**Brief:**
Copy the listing below line for line, without changing anything.

►

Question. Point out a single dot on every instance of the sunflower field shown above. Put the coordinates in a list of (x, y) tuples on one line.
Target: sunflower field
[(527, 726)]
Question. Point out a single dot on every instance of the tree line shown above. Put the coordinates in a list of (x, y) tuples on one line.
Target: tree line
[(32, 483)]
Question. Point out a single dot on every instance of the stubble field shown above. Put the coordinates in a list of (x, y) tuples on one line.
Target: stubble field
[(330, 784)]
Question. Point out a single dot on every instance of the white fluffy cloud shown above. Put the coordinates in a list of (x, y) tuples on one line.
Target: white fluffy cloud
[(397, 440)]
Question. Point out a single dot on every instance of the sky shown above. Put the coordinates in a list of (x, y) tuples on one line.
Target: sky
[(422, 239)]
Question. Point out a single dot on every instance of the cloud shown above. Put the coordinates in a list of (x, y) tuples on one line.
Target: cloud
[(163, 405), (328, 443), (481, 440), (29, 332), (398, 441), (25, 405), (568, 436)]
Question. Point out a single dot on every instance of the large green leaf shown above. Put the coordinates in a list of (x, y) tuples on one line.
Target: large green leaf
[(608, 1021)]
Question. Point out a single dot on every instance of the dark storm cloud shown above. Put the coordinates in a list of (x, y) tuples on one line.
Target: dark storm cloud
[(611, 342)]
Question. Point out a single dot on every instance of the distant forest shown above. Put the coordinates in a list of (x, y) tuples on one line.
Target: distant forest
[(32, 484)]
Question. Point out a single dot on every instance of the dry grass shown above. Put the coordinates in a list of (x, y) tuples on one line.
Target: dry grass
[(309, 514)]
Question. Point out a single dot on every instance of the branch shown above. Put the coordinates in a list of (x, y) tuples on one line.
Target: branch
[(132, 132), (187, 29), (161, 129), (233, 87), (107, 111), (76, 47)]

◄

**Solved problem:**
Question. Point out a single dot on every instance of the sunflower field shown above. Put the coordinates in a list of (x, y) tuples on one line.
Target: sunflower field
[(527, 726)]
Question. Point out a single dot on every instance of the tree line shown above. Put the coordinates in a list of (x, y) tuples on one line.
Target: tree line
[(32, 483)]
Question. Point out a single dot on every instance of the stubble field shown above. Put the coordinates in a list of (x, y) tuples on one line.
Target: stubble field
[(330, 784)]
Question. Point out a single dot on every instance of the white fluffy cloud shown above. Put the coordinates in a list of (x, y) tuples on one line.
Target: white fluffy cloud
[(397, 440)]
Question. Point out a single dot on every instance of the sky shown above. Put the coordinates in a list of (x, y) tuples on one line.
Target: sky
[(422, 239)]
Question. Point out a single dot on every instance of the cloud shown above. Put the coordinates in a list of (x, y) tuples on one line.
Target: cloud
[(163, 405), (328, 443), (481, 440), (29, 332), (398, 441), (25, 405), (568, 436)]
Question. Point out a single dot on every instance of the large green leaf shown above. Put the coordinates in a list of (x, y) tuples on one line.
Target: large green leaf
[(608, 1021)]
Question. Point out a single dot on every instance of the dark storm cloud shown above. Put the coordinates in a list of (x, y) tuples on one line.
Target: dark storm cloud
[(611, 342)]
Question. Point out a single dot on every instance of the distant forest shown above. Put the coordinates in a list of (x, y) tuples on one line.
Target: distant forest
[(32, 484)]
Question. Point out a single dot on every instance of the dry grass shown above. Put the coordinates in a list of (x, y) tuples on one line.
Target: dry grass
[(309, 514)]
Question. Point out a single dot on every instance of the branch shown above. Put the coordinates in a list of (x, y) tuples on one line.
Target: branch
[(132, 132), (187, 29), (161, 129), (233, 87), (107, 111), (76, 47)]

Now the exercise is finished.